Supplied text ▸
OPINION | EDITORIAL: Colin Powell

Soldier, general, statesman

There was a time, back in the 1980s, when young officers in the United States military cheered as one of their own made the big time. Colin Powell had been named chairman of the Joint Chiefs of Staff, the highest rank a uniformed soldier can obtain in the Department of Defense. Many of the lieutenants and captains around the army didn't cheer Colin Powell necessarily because of his skin color, or his background (his parents were immigrants from Jamaica), or any of the more popular check boxes. But instead because he was the first ROTC grad to obtain that rank.

All the chairmen of the JCS before Gen. Colin Powell were from the academies. But in 1989, a regular-Joe grunt from City College of New York via its ROTC program would be the nation's top officer. Hu-RAH!

Colin Powell seemed to be in the background in most of the American narrative since graduating from that ROTC course. Kennedy sent him to Vietnam. LBJ sent him again in '68, where Maj. Colin Powell was in charge of investigating rumors about something that happened at a place called My Lai. He spent a tour in West Germany, when there was something called West Germany. There's a picture of him shaking hands with Nixon.

Colonel Colin Powell was a battalion commander in Korea when the Pentagon called. After war college, the promotions came as due. By the time Granada made the news, he was a senior aide to Caspar Weinberger, the secretary of defense. Just before he made chairman for the Joint Chiefs of Staff, he was a national security adviser to the Reagan White House.

But it wouldn't be until something called Desert Storm that Colin Powell would become familiar to the country.

For the first time, Americans could watch a major war in real time. No movie reels had to be developed and air-lifted back to the states. And with live TV, good luck running the footage by any censors. Gen. Colin Powell gave the nation briefings on each major development as the USA, along with a few UN allies, kicked Saddam Hussein out of Kuwait.

Not every presentation would reflect honorably on him. For any honest accounting of the Colin Powell story must include the chapter on the 2003 presentation to the UN Security Council that convinced the world that Saddam Hussein had an ongoing mass casualty weapons program. For all those who'd make the case that the Bush the Younger administration "lied us into war" in Iraq, we'd suggest it was Saddam Hussein who lied us into that war. For he lived in a rough neighborhood, and thought playing games with international weapons inspectors could (1) keep his neighbors guessing and (2) keep the Americans at bay. In early 2003, the Americans were in no mood for games. The American administration (along with every spy organization on the planet) was proven wrong about the weapons, and Saddam Hussein paid the price for his dissimulation.

Dataset records ▸
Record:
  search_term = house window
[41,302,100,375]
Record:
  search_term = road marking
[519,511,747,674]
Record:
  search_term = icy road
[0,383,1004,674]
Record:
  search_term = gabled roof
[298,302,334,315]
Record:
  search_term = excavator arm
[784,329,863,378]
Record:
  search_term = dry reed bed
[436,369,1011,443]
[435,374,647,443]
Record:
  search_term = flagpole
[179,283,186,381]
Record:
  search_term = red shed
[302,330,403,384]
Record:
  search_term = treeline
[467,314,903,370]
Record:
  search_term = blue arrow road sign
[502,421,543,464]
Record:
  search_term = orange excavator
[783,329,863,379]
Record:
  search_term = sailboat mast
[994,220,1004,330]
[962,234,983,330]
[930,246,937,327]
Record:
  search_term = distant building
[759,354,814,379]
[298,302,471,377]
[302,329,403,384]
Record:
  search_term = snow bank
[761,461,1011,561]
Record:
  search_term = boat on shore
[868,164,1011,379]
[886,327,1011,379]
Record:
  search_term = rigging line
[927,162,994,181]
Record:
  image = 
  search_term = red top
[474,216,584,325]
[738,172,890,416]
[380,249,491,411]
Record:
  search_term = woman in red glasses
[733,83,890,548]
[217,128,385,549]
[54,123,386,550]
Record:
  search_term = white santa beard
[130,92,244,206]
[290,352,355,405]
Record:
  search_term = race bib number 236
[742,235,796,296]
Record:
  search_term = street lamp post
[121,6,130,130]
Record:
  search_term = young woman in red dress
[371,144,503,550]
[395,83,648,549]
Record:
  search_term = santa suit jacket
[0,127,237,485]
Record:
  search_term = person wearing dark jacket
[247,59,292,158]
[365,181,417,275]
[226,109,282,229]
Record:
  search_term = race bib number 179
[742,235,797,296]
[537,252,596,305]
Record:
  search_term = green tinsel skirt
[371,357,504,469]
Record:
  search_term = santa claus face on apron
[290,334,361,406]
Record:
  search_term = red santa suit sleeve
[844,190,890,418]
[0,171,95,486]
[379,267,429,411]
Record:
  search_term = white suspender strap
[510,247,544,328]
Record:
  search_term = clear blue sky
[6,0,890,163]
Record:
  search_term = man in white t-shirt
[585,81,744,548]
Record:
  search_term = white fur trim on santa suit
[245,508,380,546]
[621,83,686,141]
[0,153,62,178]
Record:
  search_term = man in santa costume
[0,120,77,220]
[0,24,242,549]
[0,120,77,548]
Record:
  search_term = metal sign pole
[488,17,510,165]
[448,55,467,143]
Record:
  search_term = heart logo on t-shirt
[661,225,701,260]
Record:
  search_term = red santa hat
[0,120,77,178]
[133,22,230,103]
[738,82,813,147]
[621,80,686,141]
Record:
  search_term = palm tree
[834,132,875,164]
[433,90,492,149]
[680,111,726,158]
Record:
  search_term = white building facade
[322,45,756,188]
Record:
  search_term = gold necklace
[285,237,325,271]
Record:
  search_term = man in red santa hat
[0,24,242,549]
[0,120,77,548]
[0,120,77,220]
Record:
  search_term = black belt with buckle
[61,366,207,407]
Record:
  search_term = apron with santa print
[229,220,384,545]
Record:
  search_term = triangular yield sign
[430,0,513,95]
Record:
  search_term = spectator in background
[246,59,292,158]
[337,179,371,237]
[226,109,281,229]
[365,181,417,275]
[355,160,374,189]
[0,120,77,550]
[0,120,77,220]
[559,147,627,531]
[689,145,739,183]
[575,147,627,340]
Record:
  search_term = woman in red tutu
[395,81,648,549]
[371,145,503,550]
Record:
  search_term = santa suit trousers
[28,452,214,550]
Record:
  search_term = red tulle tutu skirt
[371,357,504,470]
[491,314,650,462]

Exercise A ▸ Reproduce the Colin Powell editorial's text, everything from "There was a" down to "top officer. Hu-RAH!".
Exercise B ▸ List every U.S. president that the Colin Powell editorial mentions, using the names it gives them.
The lines are not needed here.

Response A ▸
There was a time, back in the 1980s, when young officers in the United States military cheered as one of their own made the big time. Colin Powell had been named chairman of the Joint Chiefs of Staff, the highest rank a uniformed soldier can obtain in the Department of Defense. Many of the lieutenants and captains around the army didn't cheer Colin Powell necessarily because of his skin color, or his background (his parents were immigrants from Jamaica), or any of the more popular check boxes. But instead because he was the first ROTC grad to obtain that rank.

All the chairmen of the JCS before Gen. Colin Powell were from the academies. But in 1989, a regular-Joe grunt from City College of New York via its ROTC program would be the nation's top officer. Hu-RAH!

Response B ▸
Kennedy
LBJ
Nixon
Reagan
Bush the Younger